Collection entries
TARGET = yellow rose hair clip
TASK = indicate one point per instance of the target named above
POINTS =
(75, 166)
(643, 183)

◆ EXERCISE: Once more, write out all the data above exactly as given.

◆ SOLUTION TO THIS TASK:
TARGET = yellow rose hair clip
TASK = indicate one point per instance of the target named above
POINTS =
(75, 166)
(643, 183)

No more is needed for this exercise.